A block of data:
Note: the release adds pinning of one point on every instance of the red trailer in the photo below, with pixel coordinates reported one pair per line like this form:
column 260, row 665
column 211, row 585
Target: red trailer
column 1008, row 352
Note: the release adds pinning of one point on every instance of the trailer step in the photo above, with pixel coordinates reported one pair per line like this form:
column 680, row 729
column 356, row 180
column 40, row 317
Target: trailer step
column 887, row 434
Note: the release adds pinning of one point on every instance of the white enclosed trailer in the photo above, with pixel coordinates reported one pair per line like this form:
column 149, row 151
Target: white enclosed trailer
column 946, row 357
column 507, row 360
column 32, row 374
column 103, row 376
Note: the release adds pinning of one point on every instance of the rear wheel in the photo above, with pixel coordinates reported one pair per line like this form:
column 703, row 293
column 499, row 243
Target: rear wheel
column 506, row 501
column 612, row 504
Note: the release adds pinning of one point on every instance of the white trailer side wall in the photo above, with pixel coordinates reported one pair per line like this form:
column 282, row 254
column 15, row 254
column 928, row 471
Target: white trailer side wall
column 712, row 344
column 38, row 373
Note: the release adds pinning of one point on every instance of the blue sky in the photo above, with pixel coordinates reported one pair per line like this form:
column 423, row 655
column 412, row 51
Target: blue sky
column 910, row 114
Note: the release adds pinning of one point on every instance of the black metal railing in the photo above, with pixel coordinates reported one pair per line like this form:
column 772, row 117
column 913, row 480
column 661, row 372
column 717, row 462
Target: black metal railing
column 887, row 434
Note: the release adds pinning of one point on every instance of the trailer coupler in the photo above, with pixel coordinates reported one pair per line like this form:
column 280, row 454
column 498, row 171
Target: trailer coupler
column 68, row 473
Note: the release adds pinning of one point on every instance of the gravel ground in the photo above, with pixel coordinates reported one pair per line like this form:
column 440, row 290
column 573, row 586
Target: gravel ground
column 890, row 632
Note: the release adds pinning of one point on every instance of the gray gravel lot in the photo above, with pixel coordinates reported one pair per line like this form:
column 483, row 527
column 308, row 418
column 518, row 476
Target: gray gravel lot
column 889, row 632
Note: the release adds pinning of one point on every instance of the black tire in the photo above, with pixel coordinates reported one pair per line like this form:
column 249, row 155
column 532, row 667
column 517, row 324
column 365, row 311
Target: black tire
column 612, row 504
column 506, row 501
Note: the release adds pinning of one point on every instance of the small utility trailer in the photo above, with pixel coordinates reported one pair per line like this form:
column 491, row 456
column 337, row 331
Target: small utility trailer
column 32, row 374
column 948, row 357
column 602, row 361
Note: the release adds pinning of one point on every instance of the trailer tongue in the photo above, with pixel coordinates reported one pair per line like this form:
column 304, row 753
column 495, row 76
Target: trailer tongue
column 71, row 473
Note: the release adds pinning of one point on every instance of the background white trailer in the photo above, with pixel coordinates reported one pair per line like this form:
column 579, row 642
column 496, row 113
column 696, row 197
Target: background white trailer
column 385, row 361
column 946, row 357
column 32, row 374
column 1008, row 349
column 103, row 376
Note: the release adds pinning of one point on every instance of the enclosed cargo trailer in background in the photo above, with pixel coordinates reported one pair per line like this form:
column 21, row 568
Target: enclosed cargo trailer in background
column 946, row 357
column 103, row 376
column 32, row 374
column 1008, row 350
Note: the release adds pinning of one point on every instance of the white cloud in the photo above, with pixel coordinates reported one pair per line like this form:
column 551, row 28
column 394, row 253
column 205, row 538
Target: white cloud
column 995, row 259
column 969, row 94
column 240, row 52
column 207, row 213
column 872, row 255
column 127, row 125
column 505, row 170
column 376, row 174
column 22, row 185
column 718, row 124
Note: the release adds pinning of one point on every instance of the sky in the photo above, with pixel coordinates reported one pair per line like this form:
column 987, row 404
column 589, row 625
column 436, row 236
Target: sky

(AIM OF THE TASK):
Lay out every line of the items above as a JSON list of strings, with one string per line and blank lines left out.

(THE RESPONSE):
[
  "Note: the release adds pinning of one point on every instance of the red trailer in the photo below, with pixel coordinates reported one pair per line like this form:",
  "column 260, row 665",
  "column 211, row 585",
  "Target: red trailer",
  "column 1008, row 352",
  "Note: the release adds pinning of one point on every instance of the trailer step in the photo above, with pixel coordinates reported one pair per line like this form:",
  "column 680, row 729",
  "column 356, row 180",
  "column 40, row 317",
  "Target: trailer step",
  "column 887, row 434",
  "Note: the release adds pinning of one point on every instance of the white enclosed trailer in the photo above, with pixel coordinates reported one pair per line like this form:",
  "column 149, row 151",
  "Target: white enclosed trailer",
  "column 946, row 357",
  "column 507, row 360",
  "column 32, row 374",
  "column 103, row 376",
  "Note: the release adds pinning of one point on every instance of the rear wheel in the photo above, with pixel coordinates reported one pair per line like this form:",
  "column 703, row 293",
  "column 499, row 243",
  "Target: rear wheel",
  "column 506, row 501",
  "column 612, row 504",
  "Note: the release adds pinning of one point on every instance of the white trailer side wall in the photo above, with pixel coordinates reported one pair per line like this form:",
  "column 282, row 254",
  "column 15, row 254",
  "column 928, row 471",
  "Target: white trailer side wall",
  "column 712, row 344",
  "column 38, row 373",
  "Note: the release adds pinning of one point on every instance of the blue sky in the photo above, with pixel coordinates reported one pair per line like this form:",
  "column 423, row 655",
  "column 412, row 51",
  "Target: blue sky",
  "column 910, row 114",
  "Note: the release adds pinning of one point on every instance of the black metal railing in the photo above, with pixel coordinates reported one pair per line like this form:",
  "column 772, row 117",
  "column 913, row 480",
  "column 661, row 372",
  "column 717, row 462",
  "Target: black metal railing",
  "column 887, row 434",
  "Note: the release adds pinning of one point on every instance of the trailer coupler in the photo above, with pixel coordinates reported one pair per line like this form:",
  "column 280, row 454",
  "column 498, row 171",
  "Target: trailer coupler",
  "column 68, row 473",
  "Note: the release adds pinning of one point on every instance of the gravel ground in the photo above, with pixel coordinates reported one pair per line like this form:",
  "column 440, row 290",
  "column 573, row 586",
  "Target: gravel ground",
  "column 890, row 632",
  "Note: the release adds pinning of one point on every instance of the gray gravel lot in the photo above, with pixel coordinates reported one pair per line like this form:",
  "column 483, row 527",
  "column 308, row 418",
  "column 518, row 476",
  "Target: gray gravel lot",
  "column 889, row 632",
  "Note: the release adds pinning of one point on every instance of the black tire in the photo above, with pixel coordinates reported one pair per line like this form:",
  "column 249, row 155",
  "column 532, row 667",
  "column 517, row 324",
  "column 365, row 311",
  "Target: black tire",
  "column 612, row 504",
  "column 506, row 501",
  "Note: the release adds pinning of one point on every instance of the small utility trailer in the photo above, with pixel coordinates reported one pair per line like this form:",
  "column 491, row 456",
  "column 337, row 331",
  "Target: small utility trailer",
  "column 32, row 374",
  "column 948, row 357",
  "column 602, row 361",
  "Note: the release adds pinning of one point on every instance of the trailer tongue in the photo above, with pixel coordinates reported one pair per line like this form:",
  "column 304, row 753",
  "column 495, row 76",
  "Target: trailer tongue",
  "column 71, row 473",
  "Note: the release adds pinning of one point on every instance of the background white trailer in the photo above, with pixel coordinates reported one pair per line like this form:",
  "column 579, row 642",
  "column 496, row 113",
  "column 696, row 197",
  "Target: background white trailer",
  "column 385, row 361",
  "column 946, row 357",
  "column 32, row 374",
  "column 1008, row 349",
  "column 103, row 376",
  "Note: the release adds pinning of one point on every instance of the enclosed cargo trailer in background in the photo above, with pixel coordinates reported one pair per line like this form:",
  "column 21, row 568",
  "Target: enclosed cargo trailer in background",
  "column 946, row 357",
  "column 103, row 376",
  "column 32, row 374",
  "column 1008, row 350",
  "Note: the release adds pinning of one point on every instance of the white cloud in the photo above, with pixel coordinates reported one pair per line like this form:",
  "column 551, row 28",
  "column 394, row 253",
  "column 205, row 538",
  "Target: white cloud",
  "column 995, row 259",
  "column 969, row 94",
  "column 240, row 52",
  "column 207, row 213",
  "column 872, row 255",
  "column 127, row 125",
  "column 505, row 170",
  "column 376, row 174",
  "column 22, row 185",
  "column 718, row 124",
  "Note: the release adds pinning of one point on every instance of the sky in the photo above, with pixel coordinates reported one pair per line like this form:",
  "column 987, row 404",
  "column 589, row 625",
  "column 436, row 236",
  "Target: sky"
]